▸ **PROBLEM**
Arrange the items below as a two-column CSV headed instruction and output, with one row per item. Put each item's text in the first field and its answer in the second, enclosing each field in quotes and turning any line breaks into spaces.

▸ **EXTRACTED INFORMATION**
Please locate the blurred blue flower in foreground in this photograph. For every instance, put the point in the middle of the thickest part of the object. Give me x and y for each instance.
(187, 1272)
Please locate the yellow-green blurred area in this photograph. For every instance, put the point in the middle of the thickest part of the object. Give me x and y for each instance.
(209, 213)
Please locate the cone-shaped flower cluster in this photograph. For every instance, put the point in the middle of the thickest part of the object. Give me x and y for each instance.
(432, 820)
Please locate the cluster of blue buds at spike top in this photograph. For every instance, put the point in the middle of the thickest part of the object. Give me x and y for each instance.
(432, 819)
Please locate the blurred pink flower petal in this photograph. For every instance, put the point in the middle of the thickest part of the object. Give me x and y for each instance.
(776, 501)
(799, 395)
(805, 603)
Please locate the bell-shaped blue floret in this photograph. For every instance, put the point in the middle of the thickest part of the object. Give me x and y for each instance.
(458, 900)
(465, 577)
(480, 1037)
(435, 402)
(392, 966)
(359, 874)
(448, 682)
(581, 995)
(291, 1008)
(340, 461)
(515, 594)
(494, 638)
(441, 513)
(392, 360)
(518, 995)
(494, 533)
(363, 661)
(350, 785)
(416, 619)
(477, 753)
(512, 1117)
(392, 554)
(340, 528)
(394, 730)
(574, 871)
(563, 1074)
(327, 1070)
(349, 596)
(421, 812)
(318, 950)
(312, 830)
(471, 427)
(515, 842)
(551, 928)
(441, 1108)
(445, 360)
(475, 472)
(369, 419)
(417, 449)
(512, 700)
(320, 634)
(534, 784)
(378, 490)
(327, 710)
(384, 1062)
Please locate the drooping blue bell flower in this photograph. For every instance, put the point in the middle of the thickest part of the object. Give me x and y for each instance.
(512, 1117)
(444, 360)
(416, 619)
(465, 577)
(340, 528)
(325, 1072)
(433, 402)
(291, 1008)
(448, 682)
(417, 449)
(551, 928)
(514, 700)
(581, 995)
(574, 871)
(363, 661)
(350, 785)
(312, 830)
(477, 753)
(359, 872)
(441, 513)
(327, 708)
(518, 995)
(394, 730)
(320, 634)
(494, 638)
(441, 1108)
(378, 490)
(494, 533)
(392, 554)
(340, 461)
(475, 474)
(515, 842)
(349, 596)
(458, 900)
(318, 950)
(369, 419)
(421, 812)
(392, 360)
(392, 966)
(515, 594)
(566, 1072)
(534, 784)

▸ **SOLUTION**
instruction,output
"Please locate the blurred blue flower in foreground in this photograph. For every instance, put the point in the middle of the thickest part of the object. Give me x and y for each instance.","(187, 1272)"
"Please locate the yellow-green blurred area in this photograph. For every instance, put the point in the middle of the thickest part of the object. Give me x and y for each instance.","(209, 213)"
"Please locate the cone-shaped flower cluster in this photograph. For every instance, put the point in the middle of the thickest part of the object. Give me x and y for each instance.","(432, 820)"
"Please locate the cluster of blue buds at spike top in this photograph. For every instance, put the point in the middle of the thickest part of the object. Give me x and y for each instance.","(432, 819)"
"Please locate the blurred pink flower petal in this photograph. For every instance, put the point in the middle of the thickest part of the object. Give me x and y for each instance.","(776, 501) (799, 395) (805, 603)"
"Please locate the bell-shaped blue floret in this photograph. For every instance, put the point in the middle of the thickest part of the object. Give me x and y for each instance.","(458, 900) (465, 577) (480, 1037) (435, 402) (392, 966) (359, 874) (448, 682) (581, 995) (291, 1008) (340, 461) (515, 594) (494, 638) (441, 513) (392, 360) (518, 995) (494, 533) (363, 661) (350, 785) (416, 619) (477, 753) (512, 1117) (392, 554) (340, 528) (394, 730) (574, 871) (563, 1074) (327, 1070) (349, 596) (421, 812) (318, 950) (312, 830) (471, 427) (515, 842) (551, 928) (441, 1108) (445, 360) (475, 472) (369, 419) (417, 449) (512, 700) (320, 634) (534, 784) (378, 490) (327, 710) (384, 1062)"
"Please locate the drooping blue bell flower in this photograph. For every instance, put the point in the middle of the thickest part of the object. Give me x and y for each instance.","(512, 1117) (444, 360) (416, 619) (465, 577) (340, 528) (325, 1072) (433, 402) (291, 1008) (448, 682) (417, 449) (551, 928) (514, 700) (581, 995) (574, 871) (363, 661) (350, 785) (312, 830) (477, 753) (359, 872) (441, 513) (327, 708) (518, 995) (394, 730) (320, 634) (494, 638) (441, 1108) (378, 490) (494, 533) (392, 554) (340, 461) (475, 474) (515, 842) (349, 596) (458, 900) (318, 950) (369, 419) (421, 812) (392, 360) (392, 966) (515, 594) (566, 1072) (534, 784)"